- What the task asks: Starting at the line that contains "Segment cap logo.", return every line down to the end of the records below, exactly as written.

Spatial localization data
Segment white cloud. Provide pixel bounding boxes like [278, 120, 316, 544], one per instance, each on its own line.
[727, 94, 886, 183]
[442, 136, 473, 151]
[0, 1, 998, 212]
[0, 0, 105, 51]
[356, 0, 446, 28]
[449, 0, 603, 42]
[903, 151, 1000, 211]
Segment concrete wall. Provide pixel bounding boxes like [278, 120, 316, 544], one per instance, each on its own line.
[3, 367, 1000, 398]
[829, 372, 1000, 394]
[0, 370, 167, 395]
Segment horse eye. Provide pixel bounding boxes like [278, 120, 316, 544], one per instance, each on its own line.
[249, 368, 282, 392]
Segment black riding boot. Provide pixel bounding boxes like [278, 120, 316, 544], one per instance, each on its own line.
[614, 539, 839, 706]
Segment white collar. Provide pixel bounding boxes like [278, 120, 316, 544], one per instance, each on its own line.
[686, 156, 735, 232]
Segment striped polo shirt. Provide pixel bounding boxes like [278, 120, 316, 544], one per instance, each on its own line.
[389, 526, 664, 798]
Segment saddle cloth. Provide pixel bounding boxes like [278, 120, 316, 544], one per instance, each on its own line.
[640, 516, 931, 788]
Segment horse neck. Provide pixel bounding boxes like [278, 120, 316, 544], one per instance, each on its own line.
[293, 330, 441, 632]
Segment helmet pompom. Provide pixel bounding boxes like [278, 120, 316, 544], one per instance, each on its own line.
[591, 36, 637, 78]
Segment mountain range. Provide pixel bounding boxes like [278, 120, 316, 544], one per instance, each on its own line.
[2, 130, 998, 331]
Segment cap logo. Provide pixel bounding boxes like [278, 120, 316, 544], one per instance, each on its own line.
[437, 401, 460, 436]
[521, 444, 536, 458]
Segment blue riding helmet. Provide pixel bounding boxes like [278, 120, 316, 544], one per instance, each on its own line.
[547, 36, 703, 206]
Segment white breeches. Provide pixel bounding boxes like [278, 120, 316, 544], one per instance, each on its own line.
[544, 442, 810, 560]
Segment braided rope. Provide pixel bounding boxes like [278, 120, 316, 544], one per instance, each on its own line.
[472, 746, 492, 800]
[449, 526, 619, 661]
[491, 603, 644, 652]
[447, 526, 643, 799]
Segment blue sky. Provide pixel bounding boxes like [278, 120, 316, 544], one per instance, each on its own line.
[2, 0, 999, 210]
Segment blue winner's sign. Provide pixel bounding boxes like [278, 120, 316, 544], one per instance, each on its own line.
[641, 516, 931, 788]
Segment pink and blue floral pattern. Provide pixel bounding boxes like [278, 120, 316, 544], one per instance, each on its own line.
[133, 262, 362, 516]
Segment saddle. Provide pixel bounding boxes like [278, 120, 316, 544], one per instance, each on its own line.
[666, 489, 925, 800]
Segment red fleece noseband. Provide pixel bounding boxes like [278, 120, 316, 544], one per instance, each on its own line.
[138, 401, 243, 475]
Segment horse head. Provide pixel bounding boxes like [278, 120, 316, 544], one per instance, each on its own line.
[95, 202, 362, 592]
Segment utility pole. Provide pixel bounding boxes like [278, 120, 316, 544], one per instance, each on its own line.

- Exercise answer:
Segment cap logo. Provide pixel bounding boxes like [278, 120, 316, 544], one per instance, each on its own line.
[437, 401, 460, 436]
[521, 444, 536, 458]
Segment blue riding helmet. Provide pixel bounding boxes like [278, 120, 316, 544], one per instance, each on its own line.
[547, 36, 703, 206]
Segment white breeches. Provide pixel bounding boxes like [278, 120, 316, 544], one per instance, each on its own line.
[544, 442, 810, 560]
Segment braided rope. Provide pixel bounding boxes like [278, 120, 316, 544], one per instance, each on its own line.
[472, 746, 492, 800]
[449, 526, 619, 661]
[491, 603, 644, 652]
[447, 526, 643, 799]
Segment blue sky. Provide pixel bounding boxes like [278, 120, 316, 544], one per instance, each on its own line.
[2, 0, 999, 210]
Segment blue winner's sign. Provide pixel bounding boxes like [278, 120, 316, 544], one per instance, each on its own line.
[641, 516, 931, 788]
Segment pink and blue floral pattern. Provide pixel bounding boxes like [278, 120, 316, 544], one per instance, each on its own line.
[133, 262, 362, 516]
Segment saddle. Provide pixel bounding boxes like [278, 120, 316, 544], one per instance, each on its own line.
[666, 489, 925, 800]
Segment red fleece noseband. Provide pixel bounding boxes like [278, 120, 316, 544], one per instance, each on its own line.
[138, 401, 243, 475]
Segment horse head. Provide pixel bounding boxes like [278, 120, 316, 544], one per instance, each on its own line.
[95, 202, 362, 592]
Segment utility pole. Provide pixel bounding boxes like [278, 120, 316, 544], one per instance, each on its own line.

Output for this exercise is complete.